▶ **Extract provided**:
<<<<
There are a lot of quirky phrases we use every day, and everyone knows what we mean when we say them, even if we don’t exactly know where they come from … phrases like “face the music” or “keep your eyes peeled.” I’m honored to have my brain picked, but I’m worried when someone says they have a bone to pick with me.
Perhaps my favorite such phrase is “Idle hands are the Devil’s workshop.” Okay, “favorite” might be a stretch. Perhaps it is better to say that phrase has been used often in my life, directed at me … by myself as often as by others.
No one gets in more trouble than someone who is idle. We were made to be active and productive. Something deep within our created spirit knows that “doing nothing” isn’t natural, and so in idleness, we start doing what we shouldn’t.
St. Paul addressed that in his second letter to the people of Thessalonica. In the NIV translation, the letter warns the readers “to keep away from every believer who is idle and disruptive and does not live according to the teaching you received from us.” In the ESV, it is rendered as “keep away from any brother who is walking in idleness and not in accord with the tradition that you received from us.”
>>>>
▶ **Exercise tasks**:
1: In the reflection on idleness above, which letter of St. Paul addresses idleness?
2: Carry on the reflection on idleness from its final sentence, keeping its voice and subject.

▶ **Material provided**:
<<<<
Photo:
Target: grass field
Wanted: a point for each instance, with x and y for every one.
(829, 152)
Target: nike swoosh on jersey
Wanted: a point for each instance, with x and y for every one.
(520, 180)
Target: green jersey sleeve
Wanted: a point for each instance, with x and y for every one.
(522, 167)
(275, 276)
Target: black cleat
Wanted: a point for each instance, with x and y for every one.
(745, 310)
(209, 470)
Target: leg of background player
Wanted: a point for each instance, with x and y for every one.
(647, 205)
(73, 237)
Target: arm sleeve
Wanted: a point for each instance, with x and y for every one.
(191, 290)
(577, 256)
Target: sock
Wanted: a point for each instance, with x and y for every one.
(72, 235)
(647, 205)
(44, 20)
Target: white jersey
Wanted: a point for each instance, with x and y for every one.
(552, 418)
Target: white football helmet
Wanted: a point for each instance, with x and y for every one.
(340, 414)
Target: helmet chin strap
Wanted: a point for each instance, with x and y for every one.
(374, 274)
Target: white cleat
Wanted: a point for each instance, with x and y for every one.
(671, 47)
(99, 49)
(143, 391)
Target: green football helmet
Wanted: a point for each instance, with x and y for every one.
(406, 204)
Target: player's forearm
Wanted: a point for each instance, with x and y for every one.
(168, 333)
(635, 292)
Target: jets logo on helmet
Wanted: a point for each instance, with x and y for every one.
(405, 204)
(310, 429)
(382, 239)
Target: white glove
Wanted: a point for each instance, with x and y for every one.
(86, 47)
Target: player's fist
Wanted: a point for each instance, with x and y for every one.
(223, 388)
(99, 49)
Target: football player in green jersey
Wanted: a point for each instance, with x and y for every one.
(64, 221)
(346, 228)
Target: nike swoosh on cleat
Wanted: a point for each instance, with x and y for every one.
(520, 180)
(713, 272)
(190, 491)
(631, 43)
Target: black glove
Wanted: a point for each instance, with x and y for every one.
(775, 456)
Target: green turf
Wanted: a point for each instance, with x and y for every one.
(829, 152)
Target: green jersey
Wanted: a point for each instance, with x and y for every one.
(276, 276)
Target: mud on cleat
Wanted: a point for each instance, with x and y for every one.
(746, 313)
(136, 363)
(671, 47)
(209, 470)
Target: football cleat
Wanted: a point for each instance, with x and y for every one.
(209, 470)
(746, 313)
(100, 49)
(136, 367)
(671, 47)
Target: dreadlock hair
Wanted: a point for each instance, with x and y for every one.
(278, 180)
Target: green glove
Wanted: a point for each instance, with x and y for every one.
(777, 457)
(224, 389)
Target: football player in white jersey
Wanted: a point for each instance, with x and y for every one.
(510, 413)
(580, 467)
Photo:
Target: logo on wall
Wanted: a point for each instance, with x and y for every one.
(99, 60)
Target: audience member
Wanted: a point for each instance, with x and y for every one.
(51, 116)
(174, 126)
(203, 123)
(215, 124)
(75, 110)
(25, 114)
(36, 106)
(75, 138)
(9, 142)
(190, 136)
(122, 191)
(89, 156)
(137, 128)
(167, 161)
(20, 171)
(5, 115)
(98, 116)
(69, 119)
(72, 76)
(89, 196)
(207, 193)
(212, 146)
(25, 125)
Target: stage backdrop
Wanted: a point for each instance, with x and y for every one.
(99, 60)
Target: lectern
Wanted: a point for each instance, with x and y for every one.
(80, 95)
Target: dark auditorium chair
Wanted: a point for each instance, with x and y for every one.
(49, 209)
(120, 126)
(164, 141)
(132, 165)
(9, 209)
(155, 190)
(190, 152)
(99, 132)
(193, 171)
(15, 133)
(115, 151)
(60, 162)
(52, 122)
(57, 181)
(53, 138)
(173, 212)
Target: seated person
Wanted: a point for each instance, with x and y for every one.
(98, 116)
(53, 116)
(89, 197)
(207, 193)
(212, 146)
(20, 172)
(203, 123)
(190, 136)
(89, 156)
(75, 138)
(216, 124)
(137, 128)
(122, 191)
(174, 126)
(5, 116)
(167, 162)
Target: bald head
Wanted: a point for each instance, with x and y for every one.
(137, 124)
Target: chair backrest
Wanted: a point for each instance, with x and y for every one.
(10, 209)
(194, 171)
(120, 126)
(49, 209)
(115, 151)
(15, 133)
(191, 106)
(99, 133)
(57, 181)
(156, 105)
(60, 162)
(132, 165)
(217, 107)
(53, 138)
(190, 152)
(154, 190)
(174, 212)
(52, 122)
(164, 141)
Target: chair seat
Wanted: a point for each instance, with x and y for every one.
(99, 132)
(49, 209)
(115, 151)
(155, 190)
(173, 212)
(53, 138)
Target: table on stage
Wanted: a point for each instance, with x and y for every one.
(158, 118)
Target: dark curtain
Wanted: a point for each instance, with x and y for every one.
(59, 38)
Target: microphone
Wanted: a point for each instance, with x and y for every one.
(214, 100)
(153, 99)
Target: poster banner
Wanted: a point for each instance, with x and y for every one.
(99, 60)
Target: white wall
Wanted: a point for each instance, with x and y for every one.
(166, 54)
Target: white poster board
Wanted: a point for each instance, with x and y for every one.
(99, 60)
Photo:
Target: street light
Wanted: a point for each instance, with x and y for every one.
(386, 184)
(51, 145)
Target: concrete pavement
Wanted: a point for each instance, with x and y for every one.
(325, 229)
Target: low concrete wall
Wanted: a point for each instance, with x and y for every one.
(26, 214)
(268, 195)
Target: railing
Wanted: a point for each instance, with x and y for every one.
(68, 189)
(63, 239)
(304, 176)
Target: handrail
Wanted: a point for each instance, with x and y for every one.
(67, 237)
>>>>
<<<<
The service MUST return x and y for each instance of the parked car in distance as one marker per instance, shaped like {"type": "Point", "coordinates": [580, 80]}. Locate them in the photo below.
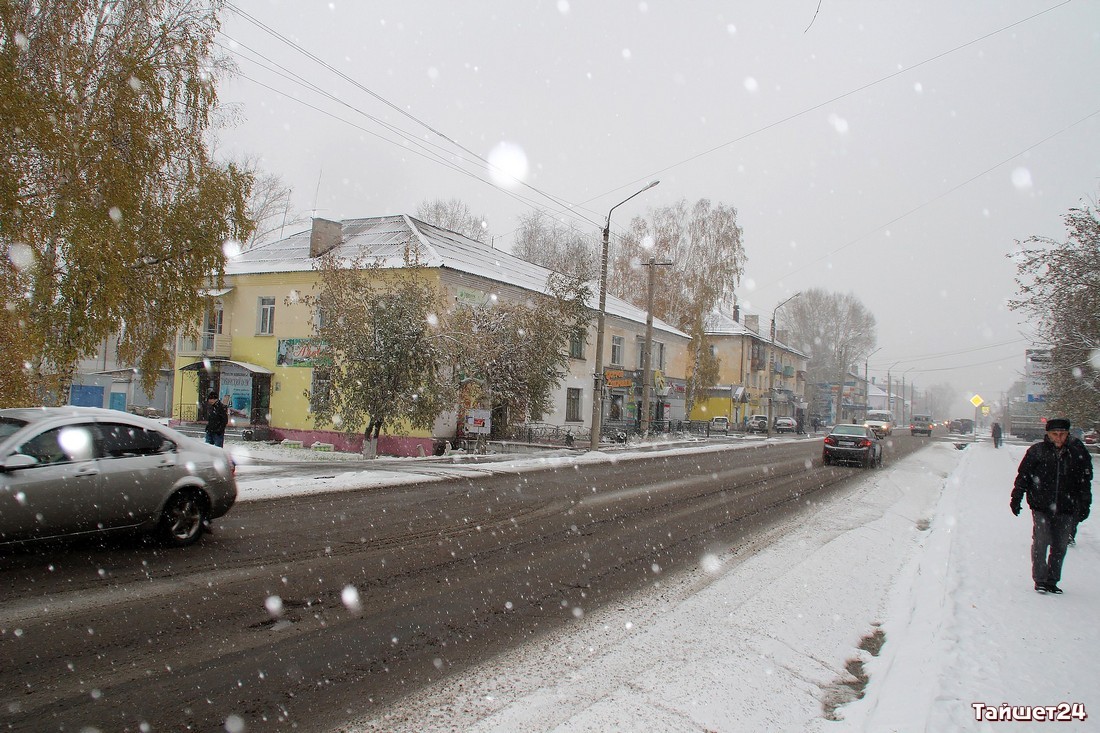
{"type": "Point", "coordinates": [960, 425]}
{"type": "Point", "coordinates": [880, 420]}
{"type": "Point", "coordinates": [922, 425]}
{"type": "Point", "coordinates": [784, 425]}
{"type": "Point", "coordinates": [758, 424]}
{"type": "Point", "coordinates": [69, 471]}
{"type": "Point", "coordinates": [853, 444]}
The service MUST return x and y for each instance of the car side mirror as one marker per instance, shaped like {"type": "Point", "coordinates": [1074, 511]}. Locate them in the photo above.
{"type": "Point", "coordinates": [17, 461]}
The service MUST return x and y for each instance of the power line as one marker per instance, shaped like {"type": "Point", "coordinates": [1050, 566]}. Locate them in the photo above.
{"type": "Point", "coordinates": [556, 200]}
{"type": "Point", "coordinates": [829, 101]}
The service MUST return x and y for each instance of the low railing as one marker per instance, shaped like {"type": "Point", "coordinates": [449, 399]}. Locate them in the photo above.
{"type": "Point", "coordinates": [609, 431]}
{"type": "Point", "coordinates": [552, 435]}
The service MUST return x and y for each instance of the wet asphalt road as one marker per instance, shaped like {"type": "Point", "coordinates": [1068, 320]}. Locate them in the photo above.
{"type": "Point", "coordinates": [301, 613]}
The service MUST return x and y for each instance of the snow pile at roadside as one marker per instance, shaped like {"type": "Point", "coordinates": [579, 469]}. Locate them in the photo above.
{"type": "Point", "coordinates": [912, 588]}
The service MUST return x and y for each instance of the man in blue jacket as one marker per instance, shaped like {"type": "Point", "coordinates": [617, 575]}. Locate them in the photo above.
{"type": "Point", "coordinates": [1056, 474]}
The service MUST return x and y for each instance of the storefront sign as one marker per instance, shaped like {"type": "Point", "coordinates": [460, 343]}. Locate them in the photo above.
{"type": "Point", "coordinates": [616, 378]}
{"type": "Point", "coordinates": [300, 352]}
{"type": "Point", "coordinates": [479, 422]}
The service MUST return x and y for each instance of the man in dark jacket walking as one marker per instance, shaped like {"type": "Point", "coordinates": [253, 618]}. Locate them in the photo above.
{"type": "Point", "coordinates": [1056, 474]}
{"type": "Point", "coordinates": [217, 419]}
>>>>
<<<<
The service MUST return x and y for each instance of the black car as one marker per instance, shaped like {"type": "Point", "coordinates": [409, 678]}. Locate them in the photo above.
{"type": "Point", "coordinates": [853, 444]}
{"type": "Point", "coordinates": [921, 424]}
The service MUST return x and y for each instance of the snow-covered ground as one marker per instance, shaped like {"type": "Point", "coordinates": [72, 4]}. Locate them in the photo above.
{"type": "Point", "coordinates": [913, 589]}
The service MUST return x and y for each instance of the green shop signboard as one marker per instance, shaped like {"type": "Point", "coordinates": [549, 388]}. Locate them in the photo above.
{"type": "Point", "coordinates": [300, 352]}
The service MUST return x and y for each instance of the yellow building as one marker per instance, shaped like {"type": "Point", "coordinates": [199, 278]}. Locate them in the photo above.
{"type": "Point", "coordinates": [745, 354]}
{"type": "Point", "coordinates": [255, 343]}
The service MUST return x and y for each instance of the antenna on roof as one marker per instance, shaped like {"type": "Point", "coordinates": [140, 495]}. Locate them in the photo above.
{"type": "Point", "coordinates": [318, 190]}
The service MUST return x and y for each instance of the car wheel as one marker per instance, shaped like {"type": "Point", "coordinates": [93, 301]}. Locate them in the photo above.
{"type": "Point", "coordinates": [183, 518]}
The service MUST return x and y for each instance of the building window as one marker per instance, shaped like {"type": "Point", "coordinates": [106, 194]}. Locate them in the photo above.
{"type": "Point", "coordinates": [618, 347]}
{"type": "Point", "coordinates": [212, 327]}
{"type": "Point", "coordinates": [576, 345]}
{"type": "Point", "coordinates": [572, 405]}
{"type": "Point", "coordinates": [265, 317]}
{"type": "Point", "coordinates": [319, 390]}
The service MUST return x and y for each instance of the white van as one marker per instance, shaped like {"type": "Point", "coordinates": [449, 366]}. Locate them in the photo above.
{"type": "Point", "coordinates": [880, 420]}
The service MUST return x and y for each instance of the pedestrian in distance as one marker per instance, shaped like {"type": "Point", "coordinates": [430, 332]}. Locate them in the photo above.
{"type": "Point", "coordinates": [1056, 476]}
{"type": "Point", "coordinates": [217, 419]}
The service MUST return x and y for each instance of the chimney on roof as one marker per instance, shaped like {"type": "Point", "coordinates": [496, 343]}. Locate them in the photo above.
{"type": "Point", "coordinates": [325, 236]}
>>>>
▶ **Results in order**:
1: His second letter to the people of Thessalonica.

2:
Whichever of those you prefer, the ordering is purposeful. The warning is against spending time with those believers – those “brothers” – who are idle. Like a virus, the state of being idle is a degenerative disease. When it grips its victim, even the “believer” is drawn into disruptive activities and – very quickly – outright sin. As Paul later adds, “some among you walk in idleness, not busy at work, but busybodies.”
We see this all the time.
In my experience, lawmakers go bad – and get trapped in scandal – because they spend free time away from their families, friends, and the accountability of honest work back home. They end up hanging out in places they shouldn’t with bad company, rather than making the effort to go home – even if it is to “face the music” from their constituents. They justify it by the sympathy-inducing claim of needing to “get rest.” But more often than not, that “rest” turns into idleness, which leads to distractions that are altogether unrighteous.
A friend, who knows himself and his own susceptibility to vice, likes to say he can get rest when he’s dead. That’s probably the right way to look at it, scripturally. By the standard of St. Paul’s life, I certainly think he would agree with the sentiment.
In his letter to the Galatians, Paul made a pretty explicit promise. “And let us not grow weary of doing good, for in due season we will reap if we do not give up.”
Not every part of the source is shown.